PAGE ->
□ □ □ □

Le 19 novembre dernier, je me suis rendu au Le Guess Who, à Utrecht. C’est sans aucun doute l’un des festivals à l’affiche la plus originale et la plus risquée auxquels j’ai pu assister dernièrement. Avec des têtes d’affiche pas très mainstream, comme Dearhunter, Ariel Pink ou le jazzman hype Kamasi Washington, et une sélection unissant passé et présent, avant-garde et tradition, le festival a été assez éloigné de ce qui se fait d’habitude dans ces terres. Cette dernière édition a présenté une scène avec des artistes sélectionnés par les rois du metal drone, Sunn O))), une autre par Jacco Gardner, une autre par le festival Levitation (anciennement connu sous le nom d’Austin Psych Fest) et également par la maison de disque Constellation Records.
Sans aucun doute, le concert de cette édition a été celui d’Annette Peacock, qui, jouant du piano et coiffée d’une perruque, a donné un récital saisissant. L’émotion a été à son maximum et les larmes baignaient le bel auditorium où nous avons eu la chance de vivre cette expérience inoubliable.

□ □ □ □

SECTION DONNÉES ->
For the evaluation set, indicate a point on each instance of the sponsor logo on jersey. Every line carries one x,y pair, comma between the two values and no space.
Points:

□ □ □ □

EXERCICE -> D'après le compte rendu du festival Le Guess Who, quelle artiste a donné le concert de l'édition, et de quel instrument jouait-elle ?

RÉPONSE RÉDIGÉE -> Annette Peacock, qui jouait du piano.